### DATA FOR THIS TASK ###

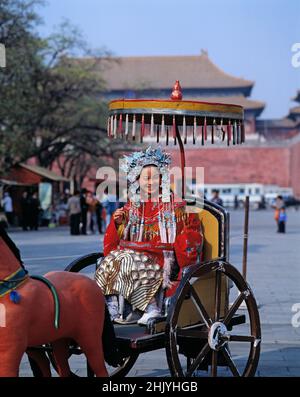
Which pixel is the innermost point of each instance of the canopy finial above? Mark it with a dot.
(176, 93)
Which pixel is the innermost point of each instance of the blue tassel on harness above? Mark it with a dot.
(14, 296)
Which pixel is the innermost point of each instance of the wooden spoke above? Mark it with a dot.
(233, 309)
(198, 360)
(218, 295)
(200, 307)
(192, 333)
(241, 338)
(214, 363)
(230, 362)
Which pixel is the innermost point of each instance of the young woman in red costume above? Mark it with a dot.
(146, 238)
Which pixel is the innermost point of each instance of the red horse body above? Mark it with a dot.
(31, 321)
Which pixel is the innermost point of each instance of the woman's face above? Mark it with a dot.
(149, 181)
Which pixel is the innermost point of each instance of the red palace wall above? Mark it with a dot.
(295, 168)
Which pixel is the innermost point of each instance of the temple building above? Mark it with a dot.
(271, 154)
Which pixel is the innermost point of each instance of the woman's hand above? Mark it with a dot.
(118, 216)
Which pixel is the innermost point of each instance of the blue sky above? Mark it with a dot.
(246, 38)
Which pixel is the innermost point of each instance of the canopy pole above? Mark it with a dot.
(245, 245)
(182, 158)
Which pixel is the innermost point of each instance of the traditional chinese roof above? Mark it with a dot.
(247, 104)
(276, 123)
(160, 72)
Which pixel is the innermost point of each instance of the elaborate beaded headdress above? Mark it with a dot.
(133, 164)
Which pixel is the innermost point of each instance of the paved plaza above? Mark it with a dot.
(273, 274)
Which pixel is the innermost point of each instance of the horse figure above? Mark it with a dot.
(27, 313)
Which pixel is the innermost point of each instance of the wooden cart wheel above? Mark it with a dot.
(212, 340)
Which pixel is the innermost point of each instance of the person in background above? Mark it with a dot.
(216, 198)
(34, 211)
(91, 212)
(236, 202)
(279, 214)
(25, 211)
(7, 205)
(110, 204)
(84, 209)
(74, 209)
(99, 216)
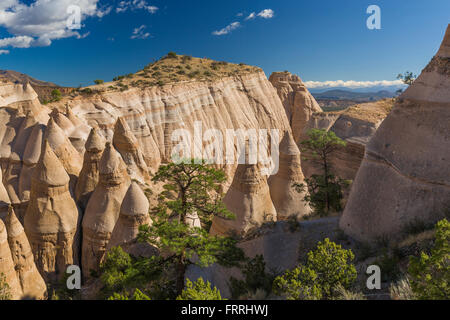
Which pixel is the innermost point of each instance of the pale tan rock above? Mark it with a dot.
(103, 208)
(31, 282)
(249, 199)
(243, 101)
(134, 212)
(355, 125)
(287, 201)
(299, 104)
(89, 175)
(12, 174)
(127, 145)
(405, 174)
(31, 157)
(52, 217)
(64, 150)
(7, 265)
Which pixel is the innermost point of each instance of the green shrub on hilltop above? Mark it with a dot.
(430, 273)
(327, 271)
(255, 279)
(5, 293)
(199, 290)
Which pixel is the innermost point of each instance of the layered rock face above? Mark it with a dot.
(126, 143)
(31, 282)
(73, 127)
(299, 104)
(405, 174)
(64, 150)
(4, 199)
(103, 208)
(249, 199)
(7, 265)
(89, 175)
(355, 125)
(134, 212)
(52, 217)
(286, 200)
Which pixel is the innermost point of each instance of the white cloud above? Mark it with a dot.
(227, 29)
(351, 84)
(251, 16)
(266, 14)
(135, 5)
(16, 42)
(43, 21)
(139, 33)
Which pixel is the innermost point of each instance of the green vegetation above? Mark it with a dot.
(199, 290)
(327, 269)
(324, 191)
(256, 280)
(137, 295)
(171, 55)
(407, 78)
(174, 68)
(122, 274)
(4, 288)
(56, 95)
(430, 273)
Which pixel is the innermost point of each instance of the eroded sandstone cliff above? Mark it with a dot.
(405, 174)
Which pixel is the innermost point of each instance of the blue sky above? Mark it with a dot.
(320, 40)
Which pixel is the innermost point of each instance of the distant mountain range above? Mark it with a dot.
(338, 99)
(354, 96)
(19, 77)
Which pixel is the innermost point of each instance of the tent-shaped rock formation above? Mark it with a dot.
(287, 201)
(405, 174)
(52, 217)
(126, 143)
(249, 199)
(31, 282)
(103, 209)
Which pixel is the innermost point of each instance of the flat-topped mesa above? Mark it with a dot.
(406, 164)
(134, 213)
(298, 102)
(287, 201)
(89, 175)
(64, 150)
(249, 199)
(103, 208)
(7, 270)
(52, 217)
(126, 143)
(4, 199)
(80, 131)
(31, 282)
(62, 121)
(12, 173)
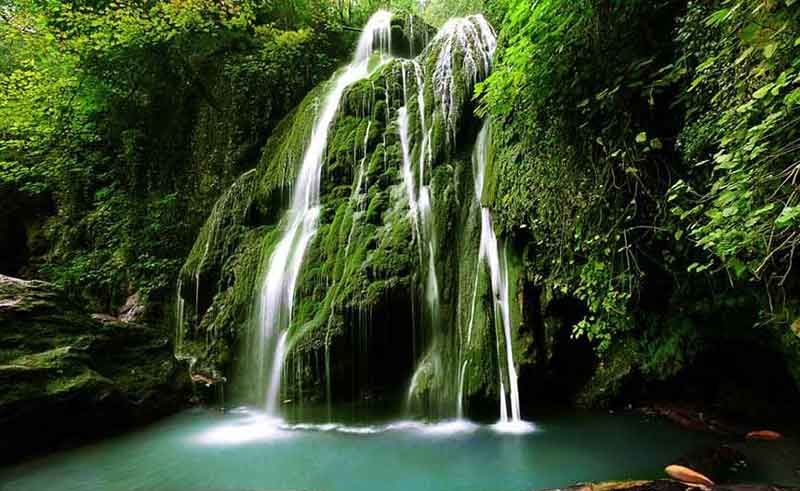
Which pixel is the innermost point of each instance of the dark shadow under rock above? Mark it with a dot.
(66, 377)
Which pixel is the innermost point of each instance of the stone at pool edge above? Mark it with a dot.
(66, 377)
(665, 485)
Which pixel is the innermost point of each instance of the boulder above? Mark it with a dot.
(718, 463)
(66, 377)
(667, 485)
(763, 435)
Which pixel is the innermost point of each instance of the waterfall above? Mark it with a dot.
(180, 308)
(276, 296)
(498, 273)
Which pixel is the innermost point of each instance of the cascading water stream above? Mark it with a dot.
(498, 273)
(276, 298)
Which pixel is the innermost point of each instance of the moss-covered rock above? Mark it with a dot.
(363, 291)
(65, 376)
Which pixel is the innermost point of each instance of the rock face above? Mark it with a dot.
(65, 376)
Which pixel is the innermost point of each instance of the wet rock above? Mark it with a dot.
(133, 309)
(692, 419)
(716, 463)
(763, 435)
(687, 475)
(65, 376)
(667, 485)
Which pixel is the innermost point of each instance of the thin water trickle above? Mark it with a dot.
(276, 298)
(498, 273)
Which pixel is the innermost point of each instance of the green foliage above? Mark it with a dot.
(647, 158)
(134, 117)
(739, 201)
(576, 87)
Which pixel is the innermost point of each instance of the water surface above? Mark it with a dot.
(204, 449)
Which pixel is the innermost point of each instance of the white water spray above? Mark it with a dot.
(276, 298)
(498, 274)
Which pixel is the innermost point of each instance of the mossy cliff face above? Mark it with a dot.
(66, 376)
(363, 318)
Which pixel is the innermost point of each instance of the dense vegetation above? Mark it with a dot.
(645, 153)
(649, 162)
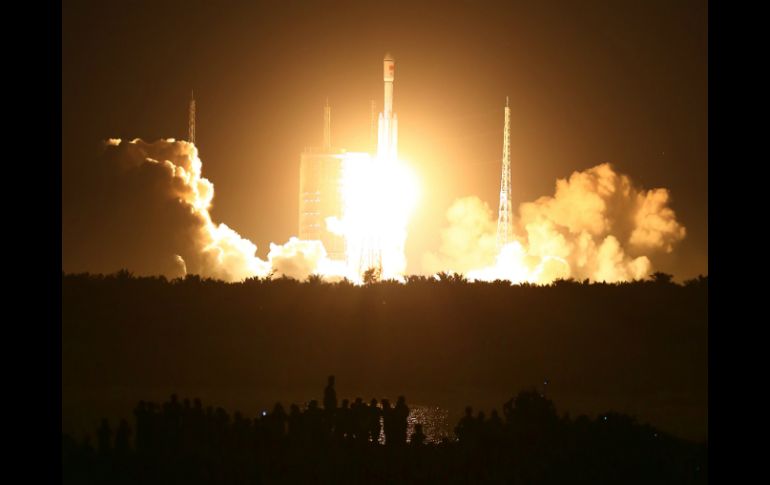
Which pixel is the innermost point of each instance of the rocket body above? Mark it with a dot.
(388, 122)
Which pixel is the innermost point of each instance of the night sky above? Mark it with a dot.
(588, 83)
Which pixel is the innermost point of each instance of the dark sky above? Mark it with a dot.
(589, 82)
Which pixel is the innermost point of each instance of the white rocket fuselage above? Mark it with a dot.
(387, 139)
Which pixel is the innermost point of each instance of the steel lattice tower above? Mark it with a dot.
(327, 127)
(504, 217)
(191, 121)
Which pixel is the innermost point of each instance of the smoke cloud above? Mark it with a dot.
(596, 226)
(147, 210)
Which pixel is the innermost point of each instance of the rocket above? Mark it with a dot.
(387, 136)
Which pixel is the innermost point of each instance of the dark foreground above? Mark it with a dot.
(183, 442)
(639, 348)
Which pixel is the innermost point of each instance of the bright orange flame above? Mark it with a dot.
(379, 196)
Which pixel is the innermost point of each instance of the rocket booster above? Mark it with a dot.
(388, 122)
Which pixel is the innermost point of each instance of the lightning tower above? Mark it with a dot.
(191, 121)
(327, 127)
(504, 220)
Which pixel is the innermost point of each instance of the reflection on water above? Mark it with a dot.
(435, 423)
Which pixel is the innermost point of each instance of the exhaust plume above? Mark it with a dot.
(148, 211)
(596, 226)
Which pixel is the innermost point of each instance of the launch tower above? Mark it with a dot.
(504, 217)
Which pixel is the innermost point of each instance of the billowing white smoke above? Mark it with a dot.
(596, 226)
(153, 218)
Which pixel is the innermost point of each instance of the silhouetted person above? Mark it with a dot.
(313, 423)
(387, 422)
(343, 422)
(277, 422)
(375, 426)
(104, 435)
(400, 418)
(330, 396)
(330, 408)
(122, 438)
(360, 421)
(418, 437)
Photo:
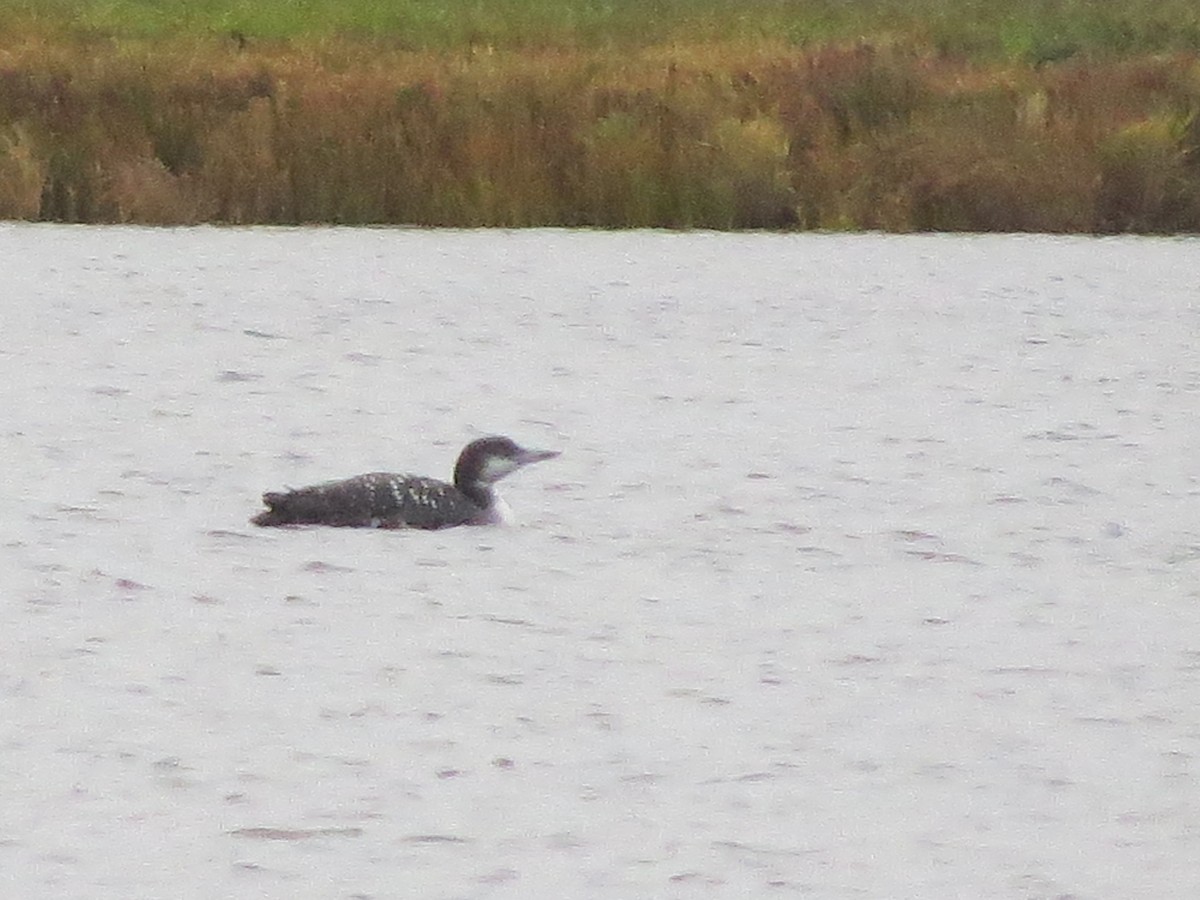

###

**WHAT IS REQUIRED**
Arrange the lines from the one containing "smoke above? Mark it with a dot." through the end of the material into a numbered list, skipping blank lines. Omit the pictures from your answer.

**FULL RESPONSE**
1. Which pixel is the innermost point of each instance of the billowing white smoke above? Mark it with a dot.
2. (596, 226)
3. (153, 218)
4. Which pixel is the innermost point of each instance of the silhouetted person above? Mark it with a dot.
5. (313, 423)
6. (387, 422)
7. (343, 422)
8. (277, 422)
9. (375, 426)
10. (104, 435)
11. (400, 418)
12. (330, 396)
13. (330, 408)
14. (122, 438)
15. (360, 421)
16. (418, 437)
17. Photo:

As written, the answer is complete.